## Provided text
▬▬▬▬▬▬▬▬▬▬
# The Grass Factor - Carbon Earth



## LoveMyLawn (Oct 14, 2019)

It's well known that Matt Martin @thegrassfactor and Carbon Earth are no more. Its very tight lipped but obvious he and the over seas investors got sideways. Sounds like he's starting up a new joint venture business with American investors. He's supposed to make an announcement in a week or so and another a few weeks after that.

By no means am I looking to discuss on speculation on what happened. I just want to say I am a huge fan of Matt. He seemed real happy and in a great mood on last Sunday's youtube live. I think great things are coming from him. I'm ready for some more pick the @Greendoc brain. Y'all are a great combo. I wish Matt and his family the best and will support the new venture. Kick some *** Matt! You're my boy.


----------



## Getting Fat (Dec 31, 2019)

+1


----------



## Green (Dec 24, 2017)

Whoa! I did not expect that.

It appears the grassfactor channel is still alive and well.

But it's the end of the line of his fertilizer???


----------



## LoveMyLawn (Oct 14, 2019)

It's the end of the line for the Carbon Earth product line. I'd be willing to bet he will be announcing his new name and line of ferts in the next couple weeks. I'm sure he has a lot of logistical things to work out. I'm betting he will be bigger and better than ever with his new line of products.


----------



## 7824 (Oct 23, 2019)

It's just fertilizer.


----------



## Green (Dec 24, 2017)

Darn good fertilizer!


----------



## Bigdrumnc (Mar 28, 2019)

His 8-1-8 was the best fescue fert I have ever used!


----------



## Thejarrod (Aug 5, 2018)

Bigdrumnc said:


> His 8-1-8 was the best fescue fert I have ever used!


I'm curious about what made 8-1-8 the best for your fescue


----------



## Bigdrumnc (Mar 28, 2019)

My yard responded really well. Deep green, more cost effective than milorganite, and a little more punch than milorganite. I spoon fed x green all summer along side a app of molasses and hummic acid each month; my yard loved it. October and November I applied at a heavier rate. I would defiantly buy similar product if Matt was involved. I was not paying yard mastery prices either.


----------



## GA250 (Jul 4, 2020)

I knew something was going on when I pulled up his website and saw the countdown!
I to enjoyed his products and can't wait for the next step


----------



## Green (Dec 24, 2017)

GA250 said:


> I knew something was going on when I pulled up his website and saw the countdown!
> I to enjoyed his products and can't wait for the next step


That is great news! Sounds like there is going to be a version 2 of the product line in the future. I just hope they didn't have to redo everything (factories, etc.) from scratch. Maybe we'll know the new situation eventually. Kind of like a business version of divorce and remarriage, I guess. Knowing some of Matt's personality and history, he's probably not sleeping much and putting in full days to make it work out. Good luck!
▬▬▬▬▬▬▬▬▬▬
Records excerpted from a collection

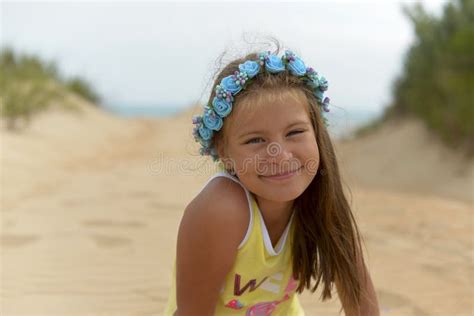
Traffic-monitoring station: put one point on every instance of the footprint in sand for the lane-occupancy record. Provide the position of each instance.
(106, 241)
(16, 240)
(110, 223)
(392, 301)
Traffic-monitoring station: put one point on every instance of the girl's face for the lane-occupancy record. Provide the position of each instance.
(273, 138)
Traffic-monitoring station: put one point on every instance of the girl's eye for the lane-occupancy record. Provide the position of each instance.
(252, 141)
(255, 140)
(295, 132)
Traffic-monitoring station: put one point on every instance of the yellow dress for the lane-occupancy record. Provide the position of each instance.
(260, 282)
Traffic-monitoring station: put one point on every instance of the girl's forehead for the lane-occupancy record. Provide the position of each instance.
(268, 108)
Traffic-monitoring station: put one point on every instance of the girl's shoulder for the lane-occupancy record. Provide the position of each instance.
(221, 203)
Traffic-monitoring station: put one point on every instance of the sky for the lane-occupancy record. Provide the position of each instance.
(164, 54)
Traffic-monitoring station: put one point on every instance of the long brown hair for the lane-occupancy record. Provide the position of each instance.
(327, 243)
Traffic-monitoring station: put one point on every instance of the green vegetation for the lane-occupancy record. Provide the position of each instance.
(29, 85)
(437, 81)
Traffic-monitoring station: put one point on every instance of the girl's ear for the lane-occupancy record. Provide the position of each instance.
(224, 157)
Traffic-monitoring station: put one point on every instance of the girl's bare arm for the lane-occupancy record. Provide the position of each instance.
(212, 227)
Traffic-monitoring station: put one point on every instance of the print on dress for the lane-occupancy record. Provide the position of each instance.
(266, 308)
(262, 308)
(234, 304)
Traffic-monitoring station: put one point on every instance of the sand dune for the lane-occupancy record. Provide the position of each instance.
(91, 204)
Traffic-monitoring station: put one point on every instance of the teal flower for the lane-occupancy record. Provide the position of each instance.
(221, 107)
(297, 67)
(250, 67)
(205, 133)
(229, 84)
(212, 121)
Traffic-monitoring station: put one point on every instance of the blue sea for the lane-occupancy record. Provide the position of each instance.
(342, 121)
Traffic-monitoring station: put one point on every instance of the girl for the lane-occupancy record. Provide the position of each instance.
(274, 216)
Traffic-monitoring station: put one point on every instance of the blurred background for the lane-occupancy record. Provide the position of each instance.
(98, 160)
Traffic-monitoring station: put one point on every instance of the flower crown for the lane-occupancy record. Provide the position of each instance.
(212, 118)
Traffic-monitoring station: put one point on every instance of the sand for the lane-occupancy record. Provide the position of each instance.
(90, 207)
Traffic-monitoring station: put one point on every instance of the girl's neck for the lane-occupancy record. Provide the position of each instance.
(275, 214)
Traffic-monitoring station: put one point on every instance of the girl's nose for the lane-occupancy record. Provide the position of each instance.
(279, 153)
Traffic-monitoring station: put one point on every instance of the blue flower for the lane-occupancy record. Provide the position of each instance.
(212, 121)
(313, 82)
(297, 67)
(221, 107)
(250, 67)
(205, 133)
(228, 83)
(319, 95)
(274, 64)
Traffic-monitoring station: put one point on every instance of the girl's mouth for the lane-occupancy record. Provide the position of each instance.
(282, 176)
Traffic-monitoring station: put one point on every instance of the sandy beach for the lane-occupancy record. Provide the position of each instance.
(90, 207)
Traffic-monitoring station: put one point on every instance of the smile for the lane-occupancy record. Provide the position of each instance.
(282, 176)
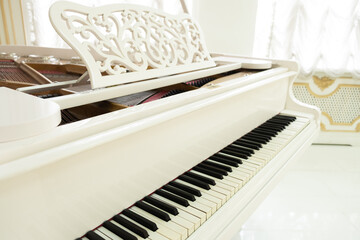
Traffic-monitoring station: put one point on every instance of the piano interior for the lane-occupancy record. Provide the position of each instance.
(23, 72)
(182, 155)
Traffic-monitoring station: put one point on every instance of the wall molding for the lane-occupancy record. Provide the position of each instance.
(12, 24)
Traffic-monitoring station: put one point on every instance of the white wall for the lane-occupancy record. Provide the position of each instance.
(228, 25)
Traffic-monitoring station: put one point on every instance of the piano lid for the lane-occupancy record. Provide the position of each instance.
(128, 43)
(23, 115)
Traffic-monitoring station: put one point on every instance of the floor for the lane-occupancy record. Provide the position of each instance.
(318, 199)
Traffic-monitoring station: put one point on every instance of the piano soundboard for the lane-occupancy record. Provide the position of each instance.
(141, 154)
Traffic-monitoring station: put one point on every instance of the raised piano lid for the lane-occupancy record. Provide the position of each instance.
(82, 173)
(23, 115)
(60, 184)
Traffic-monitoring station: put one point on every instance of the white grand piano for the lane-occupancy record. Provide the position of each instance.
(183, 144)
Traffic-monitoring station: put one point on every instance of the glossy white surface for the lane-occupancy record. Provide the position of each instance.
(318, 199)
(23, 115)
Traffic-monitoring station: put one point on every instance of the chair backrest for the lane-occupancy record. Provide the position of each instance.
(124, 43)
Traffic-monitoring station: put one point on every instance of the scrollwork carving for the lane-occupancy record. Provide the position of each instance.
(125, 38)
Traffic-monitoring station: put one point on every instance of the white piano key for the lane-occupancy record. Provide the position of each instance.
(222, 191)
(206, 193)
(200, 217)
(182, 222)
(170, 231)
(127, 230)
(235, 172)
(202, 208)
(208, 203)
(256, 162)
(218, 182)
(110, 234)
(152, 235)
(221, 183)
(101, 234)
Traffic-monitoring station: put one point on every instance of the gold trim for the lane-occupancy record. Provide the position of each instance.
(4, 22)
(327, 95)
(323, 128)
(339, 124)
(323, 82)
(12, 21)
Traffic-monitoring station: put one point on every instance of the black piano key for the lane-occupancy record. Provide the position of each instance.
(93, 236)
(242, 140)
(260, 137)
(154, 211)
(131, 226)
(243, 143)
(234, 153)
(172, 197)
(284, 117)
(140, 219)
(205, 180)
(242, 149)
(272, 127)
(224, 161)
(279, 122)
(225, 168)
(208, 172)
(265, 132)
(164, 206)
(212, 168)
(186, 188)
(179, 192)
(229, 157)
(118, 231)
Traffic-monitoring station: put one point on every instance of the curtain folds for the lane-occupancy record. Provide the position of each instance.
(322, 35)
▬▬▬▬▬▬▬▬▬▬
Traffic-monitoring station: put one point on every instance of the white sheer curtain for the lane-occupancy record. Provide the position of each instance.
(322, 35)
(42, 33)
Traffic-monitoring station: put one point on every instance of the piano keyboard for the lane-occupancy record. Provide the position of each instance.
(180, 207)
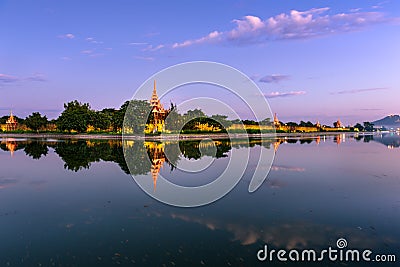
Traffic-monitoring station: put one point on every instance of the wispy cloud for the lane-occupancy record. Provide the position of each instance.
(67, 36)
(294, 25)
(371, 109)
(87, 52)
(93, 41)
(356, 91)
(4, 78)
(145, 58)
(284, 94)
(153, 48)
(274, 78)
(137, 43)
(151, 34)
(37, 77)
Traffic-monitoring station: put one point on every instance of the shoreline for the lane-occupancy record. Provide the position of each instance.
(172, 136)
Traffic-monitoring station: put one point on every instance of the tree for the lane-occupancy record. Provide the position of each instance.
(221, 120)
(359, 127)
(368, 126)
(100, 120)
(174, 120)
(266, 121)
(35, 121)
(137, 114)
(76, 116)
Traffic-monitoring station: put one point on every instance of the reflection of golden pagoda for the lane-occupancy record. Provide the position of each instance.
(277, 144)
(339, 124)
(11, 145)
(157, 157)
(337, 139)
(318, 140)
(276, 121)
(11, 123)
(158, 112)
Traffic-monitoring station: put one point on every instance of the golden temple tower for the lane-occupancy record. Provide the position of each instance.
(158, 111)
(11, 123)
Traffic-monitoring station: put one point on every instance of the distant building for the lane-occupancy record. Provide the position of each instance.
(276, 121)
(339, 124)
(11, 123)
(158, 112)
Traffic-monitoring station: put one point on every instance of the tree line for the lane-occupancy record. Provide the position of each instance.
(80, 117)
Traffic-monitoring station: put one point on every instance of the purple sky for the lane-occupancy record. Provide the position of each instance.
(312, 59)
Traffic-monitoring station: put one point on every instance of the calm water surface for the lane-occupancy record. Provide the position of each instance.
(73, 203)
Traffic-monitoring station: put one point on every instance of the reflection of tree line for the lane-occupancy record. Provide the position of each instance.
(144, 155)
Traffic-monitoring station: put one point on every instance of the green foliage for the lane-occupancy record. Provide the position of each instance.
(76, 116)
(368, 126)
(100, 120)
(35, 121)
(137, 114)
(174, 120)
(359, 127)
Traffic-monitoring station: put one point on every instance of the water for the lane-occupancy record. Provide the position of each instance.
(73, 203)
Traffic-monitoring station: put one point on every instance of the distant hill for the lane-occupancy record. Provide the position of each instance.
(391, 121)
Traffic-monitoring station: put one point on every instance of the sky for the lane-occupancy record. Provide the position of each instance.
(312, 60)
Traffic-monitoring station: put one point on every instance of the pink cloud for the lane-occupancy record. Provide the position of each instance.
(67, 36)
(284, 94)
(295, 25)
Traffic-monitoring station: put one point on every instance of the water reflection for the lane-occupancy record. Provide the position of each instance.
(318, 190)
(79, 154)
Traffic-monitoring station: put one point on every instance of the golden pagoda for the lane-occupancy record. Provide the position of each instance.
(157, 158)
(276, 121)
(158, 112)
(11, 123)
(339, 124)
▬▬▬▬▬▬▬▬▬▬
## Instructions to follow
Summarize the forum thread about Carbon Earth in two sentences.

## Result
Forum members say the Carbon Earth product line has ended and that Matt Martin of The Grass Factor seems to be starting a new joint venture with American investors, with announcements expected in the coming weeks. Several posters praise his fertilizers, with one calling the 8-1-8 the best fescue fertilizer they have ever used, and they wish him well and look forward to his new line of products.